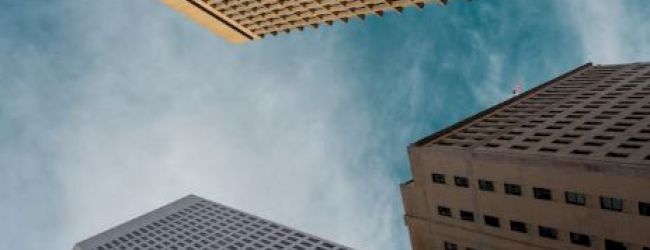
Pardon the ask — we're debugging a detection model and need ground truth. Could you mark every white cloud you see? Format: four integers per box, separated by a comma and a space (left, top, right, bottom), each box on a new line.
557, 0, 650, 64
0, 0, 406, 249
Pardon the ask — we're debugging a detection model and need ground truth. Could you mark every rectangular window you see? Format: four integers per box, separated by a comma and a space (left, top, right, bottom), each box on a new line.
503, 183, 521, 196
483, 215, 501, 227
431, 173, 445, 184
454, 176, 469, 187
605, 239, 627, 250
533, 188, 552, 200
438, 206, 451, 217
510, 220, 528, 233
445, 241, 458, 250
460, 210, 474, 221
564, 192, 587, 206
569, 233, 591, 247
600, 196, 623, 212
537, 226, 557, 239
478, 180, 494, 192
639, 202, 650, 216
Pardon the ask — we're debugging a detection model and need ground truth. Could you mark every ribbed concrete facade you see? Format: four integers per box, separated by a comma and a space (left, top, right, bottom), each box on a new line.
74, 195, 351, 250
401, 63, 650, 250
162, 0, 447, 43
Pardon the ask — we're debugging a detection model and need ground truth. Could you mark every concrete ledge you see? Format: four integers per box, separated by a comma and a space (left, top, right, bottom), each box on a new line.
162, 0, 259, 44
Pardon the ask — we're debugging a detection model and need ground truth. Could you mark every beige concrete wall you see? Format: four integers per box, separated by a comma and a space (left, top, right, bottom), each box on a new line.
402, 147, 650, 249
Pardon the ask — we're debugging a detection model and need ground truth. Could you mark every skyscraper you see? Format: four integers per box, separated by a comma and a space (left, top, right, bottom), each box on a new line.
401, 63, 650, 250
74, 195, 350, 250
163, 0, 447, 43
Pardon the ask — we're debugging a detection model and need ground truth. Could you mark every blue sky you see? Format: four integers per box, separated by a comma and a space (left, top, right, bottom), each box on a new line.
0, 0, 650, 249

----------------

== Work to be completed ==
Rewrite everything in the data from the line containing "mark every skyscraper" down to the end as a numbered list, leaving out any blank lines.

== Full response ==
1. Pardon the ask — we're debugging a detection model and need ground truth. Could you mark every skyscraper you see? Format: four integers per box, separated by a comma and a space (left, top, right, bottom), each box on a new line.
2. 401, 63, 650, 250
3. 74, 195, 350, 250
4. 163, 0, 447, 43
5. Pardon the ask — we're debugging a detection model and need ground truth. Could you mark every blue sky you see? Format: four integers per box, separated by a comma and a space (left, top, right, bottom), each box on a new line.
6. 0, 0, 650, 249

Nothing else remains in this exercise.